[Detection examples]
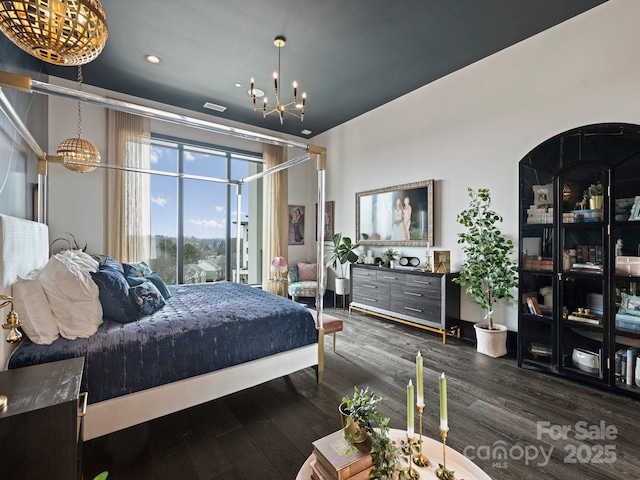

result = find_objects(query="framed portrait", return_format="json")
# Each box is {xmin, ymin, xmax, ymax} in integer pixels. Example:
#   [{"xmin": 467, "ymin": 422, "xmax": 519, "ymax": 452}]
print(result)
[
  {"xmin": 356, "ymin": 180, "xmax": 433, "ymax": 247},
  {"xmin": 316, "ymin": 200, "xmax": 334, "ymax": 241},
  {"xmin": 289, "ymin": 205, "xmax": 304, "ymax": 245}
]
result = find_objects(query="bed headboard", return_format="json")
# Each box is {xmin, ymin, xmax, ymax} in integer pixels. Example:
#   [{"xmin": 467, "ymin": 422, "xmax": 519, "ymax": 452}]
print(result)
[{"xmin": 0, "ymin": 215, "xmax": 49, "ymax": 370}]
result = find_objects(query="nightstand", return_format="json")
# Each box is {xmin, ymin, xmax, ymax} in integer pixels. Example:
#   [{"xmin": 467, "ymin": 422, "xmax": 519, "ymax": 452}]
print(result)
[{"xmin": 0, "ymin": 357, "xmax": 86, "ymax": 480}]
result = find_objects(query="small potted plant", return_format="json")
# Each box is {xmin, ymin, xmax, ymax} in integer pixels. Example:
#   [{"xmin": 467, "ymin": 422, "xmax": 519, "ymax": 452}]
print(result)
[
  {"xmin": 327, "ymin": 233, "xmax": 360, "ymax": 295},
  {"xmin": 382, "ymin": 248, "xmax": 399, "ymax": 268},
  {"xmin": 340, "ymin": 387, "xmax": 406, "ymax": 480},
  {"xmin": 453, "ymin": 188, "xmax": 518, "ymax": 357}
]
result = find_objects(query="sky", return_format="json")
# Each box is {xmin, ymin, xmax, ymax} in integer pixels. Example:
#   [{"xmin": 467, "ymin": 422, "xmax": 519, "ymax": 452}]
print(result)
[{"xmin": 151, "ymin": 145, "xmax": 249, "ymax": 238}]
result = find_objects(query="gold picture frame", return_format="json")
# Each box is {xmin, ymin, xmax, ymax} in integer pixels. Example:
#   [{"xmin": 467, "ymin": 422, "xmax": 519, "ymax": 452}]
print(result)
[{"xmin": 356, "ymin": 180, "xmax": 434, "ymax": 247}]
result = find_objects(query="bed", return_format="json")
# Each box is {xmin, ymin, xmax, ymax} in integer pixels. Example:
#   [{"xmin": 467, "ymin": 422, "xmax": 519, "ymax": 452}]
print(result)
[{"xmin": 0, "ymin": 215, "xmax": 324, "ymax": 440}]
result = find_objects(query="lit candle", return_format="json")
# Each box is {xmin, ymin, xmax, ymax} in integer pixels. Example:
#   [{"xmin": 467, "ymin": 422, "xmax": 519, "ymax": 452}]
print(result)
[
  {"xmin": 416, "ymin": 351, "xmax": 424, "ymax": 407},
  {"xmin": 440, "ymin": 372, "xmax": 449, "ymax": 430},
  {"xmin": 407, "ymin": 380, "xmax": 414, "ymax": 438}
]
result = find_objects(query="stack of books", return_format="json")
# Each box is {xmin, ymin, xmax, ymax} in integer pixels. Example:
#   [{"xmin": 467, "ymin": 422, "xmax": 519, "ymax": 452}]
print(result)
[{"xmin": 311, "ymin": 430, "xmax": 374, "ymax": 480}]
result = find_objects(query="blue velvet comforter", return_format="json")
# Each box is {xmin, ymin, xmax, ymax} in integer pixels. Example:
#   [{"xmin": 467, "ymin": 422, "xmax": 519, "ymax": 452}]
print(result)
[{"xmin": 9, "ymin": 282, "xmax": 318, "ymax": 403}]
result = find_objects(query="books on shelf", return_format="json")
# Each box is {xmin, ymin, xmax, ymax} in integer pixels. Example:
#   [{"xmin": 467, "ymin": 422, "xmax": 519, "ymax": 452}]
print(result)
[
  {"xmin": 571, "ymin": 263, "xmax": 602, "ymax": 273},
  {"xmin": 567, "ymin": 312, "xmax": 602, "ymax": 325},
  {"xmin": 313, "ymin": 430, "xmax": 373, "ymax": 480},
  {"xmin": 614, "ymin": 347, "xmax": 640, "ymax": 386}
]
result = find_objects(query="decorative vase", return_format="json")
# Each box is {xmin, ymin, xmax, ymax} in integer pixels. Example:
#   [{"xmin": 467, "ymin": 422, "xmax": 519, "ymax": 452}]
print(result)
[
  {"xmin": 589, "ymin": 195, "xmax": 603, "ymax": 210},
  {"xmin": 338, "ymin": 402, "xmax": 368, "ymax": 443},
  {"xmin": 473, "ymin": 323, "xmax": 507, "ymax": 358}
]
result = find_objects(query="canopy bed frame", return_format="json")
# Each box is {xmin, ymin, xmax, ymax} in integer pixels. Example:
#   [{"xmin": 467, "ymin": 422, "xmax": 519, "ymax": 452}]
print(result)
[{"xmin": 0, "ymin": 71, "xmax": 326, "ymax": 440}]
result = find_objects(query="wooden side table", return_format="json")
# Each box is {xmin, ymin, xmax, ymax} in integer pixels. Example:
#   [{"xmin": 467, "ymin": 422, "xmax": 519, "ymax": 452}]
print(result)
[{"xmin": 0, "ymin": 357, "xmax": 86, "ymax": 480}]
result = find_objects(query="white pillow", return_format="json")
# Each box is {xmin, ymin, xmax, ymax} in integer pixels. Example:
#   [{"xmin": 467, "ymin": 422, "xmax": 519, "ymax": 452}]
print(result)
[
  {"xmin": 11, "ymin": 271, "xmax": 60, "ymax": 345},
  {"xmin": 38, "ymin": 254, "xmax": 102, "ymax": 340},
  {"xmin": 58, "ymin": 250, "xmax": 99, "ymax": 272}
]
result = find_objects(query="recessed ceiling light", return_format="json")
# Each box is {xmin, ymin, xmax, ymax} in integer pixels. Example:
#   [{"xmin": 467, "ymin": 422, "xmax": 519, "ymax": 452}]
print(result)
[{"xmin": 203, "ymin": 102, "xmax": 227, "ymax": 112}]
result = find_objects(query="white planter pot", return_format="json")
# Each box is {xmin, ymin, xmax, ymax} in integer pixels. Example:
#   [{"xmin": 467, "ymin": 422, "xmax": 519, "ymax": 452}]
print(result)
[
  {"xmin": 336, "ymin": 278, "xmax": 349, "ymax": 295},
  {"xmin": 473, "ymin": 323, "xmax": 507, "ymax": 358}
]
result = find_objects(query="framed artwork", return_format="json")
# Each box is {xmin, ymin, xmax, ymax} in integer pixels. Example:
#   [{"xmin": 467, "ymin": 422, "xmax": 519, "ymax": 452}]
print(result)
[
  {"xmin": 356, "ymin": 180, "xmax": 433, "ymax": 247},
  {"xmin": 289, "ymin": 205, "xmax": 304, "ymax": 245},
  {"xmin": 316, "ymin": 200, "xmax": 334, "ymax": 242}
]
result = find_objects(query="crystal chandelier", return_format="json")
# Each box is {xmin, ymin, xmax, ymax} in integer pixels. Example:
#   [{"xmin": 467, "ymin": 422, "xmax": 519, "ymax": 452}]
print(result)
[
  {"xmin": 249, "ymin": 35, "xmax": 307, "ymax": 125},
  {"xmin": 0, "ymin": 0, "xmax": 108, "ymax": 65}
]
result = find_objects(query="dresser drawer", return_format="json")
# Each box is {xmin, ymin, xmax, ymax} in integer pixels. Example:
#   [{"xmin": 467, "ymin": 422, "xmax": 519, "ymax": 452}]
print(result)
[
  {"xmin": 391, "ymin": 297, "xmax": 441, "ymax": 323},
  {"xmin": 405, "ymin": 275, "xmax": 442, "ymax": 291},
  {"xmin": 351, "ymin": 289, "xmax": 391, "ymax": 309},
  {"xmin": 351, "ymin": 265, "xmax": 377, "ymax": 283}
]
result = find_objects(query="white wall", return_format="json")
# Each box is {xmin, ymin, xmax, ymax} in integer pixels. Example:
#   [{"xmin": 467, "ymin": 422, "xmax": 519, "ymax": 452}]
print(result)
[{"xmin": 313, "ymin": 0, "xmax": 640, "ymax": 330}]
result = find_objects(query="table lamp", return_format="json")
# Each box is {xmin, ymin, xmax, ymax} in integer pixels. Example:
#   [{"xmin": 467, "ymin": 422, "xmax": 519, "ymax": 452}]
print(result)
[{"xmin": 0, "ymin": 295, "xmax": 22, "ymax": 409}]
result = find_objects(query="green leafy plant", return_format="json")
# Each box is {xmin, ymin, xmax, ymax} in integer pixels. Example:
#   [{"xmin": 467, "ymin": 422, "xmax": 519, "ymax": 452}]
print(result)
[
  {"xmin": 327, "ymin": 233, "xmax": 360, "ymax": 278},
  {"xmin": 453, "ymin": 188, "xmax": 518, "ymax": 330},
  {"xmin": 342, "ymin": 387, "xmax": 404, "ymax": 480},
  {"xmin": 382, "ymin": 248, "xmax": 400, "ymax": 267}
]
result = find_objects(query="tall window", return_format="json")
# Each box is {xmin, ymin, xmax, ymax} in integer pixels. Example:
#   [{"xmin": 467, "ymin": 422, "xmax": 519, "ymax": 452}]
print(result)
[{"xmin": 150, "ymin": 137, "xmax": 262, "ymax": 283}]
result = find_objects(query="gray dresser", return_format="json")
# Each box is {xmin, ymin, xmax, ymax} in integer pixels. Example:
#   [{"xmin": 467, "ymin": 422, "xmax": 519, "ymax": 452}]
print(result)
[{"xmin": 349, "ymin": 264, "xmax": 460, "ymax": 343}]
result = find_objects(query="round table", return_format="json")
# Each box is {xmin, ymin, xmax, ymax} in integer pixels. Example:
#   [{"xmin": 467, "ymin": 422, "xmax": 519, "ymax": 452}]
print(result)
[{"xmin": 296, "ymin": 428, "xmax": 491, "ymax": 480}]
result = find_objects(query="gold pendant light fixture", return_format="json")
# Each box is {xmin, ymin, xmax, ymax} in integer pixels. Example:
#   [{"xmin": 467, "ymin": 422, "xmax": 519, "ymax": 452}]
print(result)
[
  {"xmin": 0, "ymin": 0, "xmax": 108, "ymax": 65},
  {"xmin": 57, "ymin": 65, "xmax": 100, "ymax": 173},
  {"xmin": 249, "ymin": 35, "xmax": 307, "ymax": 125}
]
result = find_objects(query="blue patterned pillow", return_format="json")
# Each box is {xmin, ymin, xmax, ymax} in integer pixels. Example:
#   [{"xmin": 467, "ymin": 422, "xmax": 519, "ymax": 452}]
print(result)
[
  {"xmin": 122, "ymin": 262, "xmax": 153, "ymax": 277},
  {"xmin": 127, "ymin": 272, "xmax": 171, "ymax": 299},
  {"xmin": 130, "ymin": 282, "xmax": 165, "ymax": 315},
  {"xmin": 91, "ymin": 264, "xmax": 138, "ymax": 323}
]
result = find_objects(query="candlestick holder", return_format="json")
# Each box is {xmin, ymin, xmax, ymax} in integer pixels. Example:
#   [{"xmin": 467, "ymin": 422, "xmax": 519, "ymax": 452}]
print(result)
[
  {"xmin": 436, "ymin": 428, "xmax": 456, "ymax": 480},
  {"xmin": 413, "ymin": 405, "xmax": 431, "ymax": 467},
  {"xmin": 402, "ymin": 435, "xmax": 420, "ymax": 480}
]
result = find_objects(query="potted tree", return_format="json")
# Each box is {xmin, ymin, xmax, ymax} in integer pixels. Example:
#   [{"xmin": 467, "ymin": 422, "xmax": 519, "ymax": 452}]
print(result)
[
  {"xmin": 453, "ymin": 188, "xmax": 518, "ymax": 357},
  {"xmin": 327, "ymin": 233, "xmax": 360, "ymax": 295}
]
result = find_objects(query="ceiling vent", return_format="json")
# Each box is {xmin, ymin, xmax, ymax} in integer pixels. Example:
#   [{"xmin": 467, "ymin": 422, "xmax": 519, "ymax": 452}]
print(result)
[{"xmin": 203, "ymin": 102, "xmax": 227, "ymax": 112}]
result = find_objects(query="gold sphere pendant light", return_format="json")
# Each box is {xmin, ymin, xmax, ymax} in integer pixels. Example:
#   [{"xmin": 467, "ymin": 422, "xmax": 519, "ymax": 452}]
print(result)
[
  {"xmin": 0, "ymin": 0, "xmax": 108, "ymax": 65},
  {"xmin": 57, "ymin": 65, "xmax": 100, "ymax": 173}
]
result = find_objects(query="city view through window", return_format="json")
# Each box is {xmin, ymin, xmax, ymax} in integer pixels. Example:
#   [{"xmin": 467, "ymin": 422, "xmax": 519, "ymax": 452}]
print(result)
[{"xmin": 150, "ymin": 139, "xmax": 262, "ymax": 284}]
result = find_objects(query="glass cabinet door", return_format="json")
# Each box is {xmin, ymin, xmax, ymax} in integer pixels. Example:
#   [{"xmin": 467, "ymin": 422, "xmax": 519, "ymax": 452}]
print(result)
[
  {"xmin": 558, "ymin": 166, "xmax": 608, "ymax": 381},
  {"xmin": 518, "ymin": 165, "xmax": 557, "ymax": 370}
]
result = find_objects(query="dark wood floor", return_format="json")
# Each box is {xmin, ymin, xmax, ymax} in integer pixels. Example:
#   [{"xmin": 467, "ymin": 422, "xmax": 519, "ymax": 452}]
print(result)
[{"xmin": 84, "ymin": 309, "xmax": 640, "ymax": 480}]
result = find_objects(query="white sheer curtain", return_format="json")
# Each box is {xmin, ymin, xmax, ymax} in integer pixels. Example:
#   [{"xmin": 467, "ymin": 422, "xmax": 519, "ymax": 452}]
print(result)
[
  {"xmin": 262, "ymin": 145, "xmax": 289, "ymax": 293},
  {"xmin": 106, "ymin": 110, "xmax": 151, "ymax": 262}
]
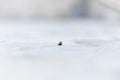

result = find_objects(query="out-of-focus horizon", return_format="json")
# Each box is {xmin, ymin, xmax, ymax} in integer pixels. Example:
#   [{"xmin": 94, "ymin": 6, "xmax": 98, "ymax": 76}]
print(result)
[{"xmin": 0, "ymin": 0, "xmax": 120, "ymax": 20}]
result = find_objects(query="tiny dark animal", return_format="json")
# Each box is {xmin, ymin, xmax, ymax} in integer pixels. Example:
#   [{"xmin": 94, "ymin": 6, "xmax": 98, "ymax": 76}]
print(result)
[{"xmin": 58, "ymin": 42, "xmax": 63, "ymax": 46}]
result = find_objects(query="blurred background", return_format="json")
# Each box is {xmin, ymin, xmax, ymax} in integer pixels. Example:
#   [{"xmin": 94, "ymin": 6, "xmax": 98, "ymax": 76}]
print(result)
[{"xmin": 0, "ymin": 0, "xmax": 120, "ymax": 20}]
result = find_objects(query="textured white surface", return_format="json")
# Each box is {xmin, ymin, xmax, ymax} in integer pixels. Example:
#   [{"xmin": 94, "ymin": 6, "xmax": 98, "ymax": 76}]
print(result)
[{"xmin": 0, "ymin": 20, "xmax": 120, "ymax": 80}]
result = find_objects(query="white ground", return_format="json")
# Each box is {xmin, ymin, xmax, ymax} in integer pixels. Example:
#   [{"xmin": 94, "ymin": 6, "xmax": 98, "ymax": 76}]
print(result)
[{"xmin": 0, "ymin": 20, "xmax": 120, "ymax": 80}]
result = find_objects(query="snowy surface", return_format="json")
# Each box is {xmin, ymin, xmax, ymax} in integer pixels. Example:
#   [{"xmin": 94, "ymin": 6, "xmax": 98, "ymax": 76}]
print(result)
[{"xmin": 0, "ymin": 20, "xmax": 120, "ymax": 80}]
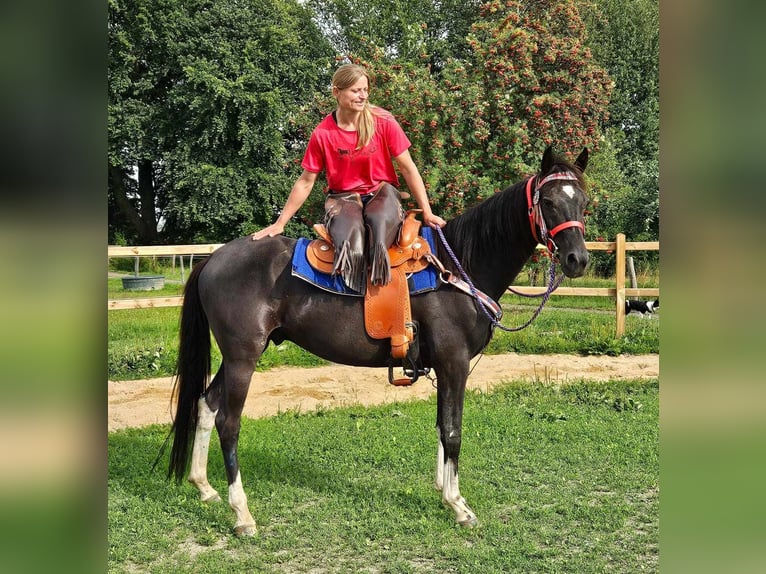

> [Problem description] Pull out every line of the records above that contains the string "ceiling", matching case exactly.

> [Result of the exercise]
result = find_objects(query="recessed ceiling light", return_format="json")
result = find_objects(query="ceiling vent", return_format="json")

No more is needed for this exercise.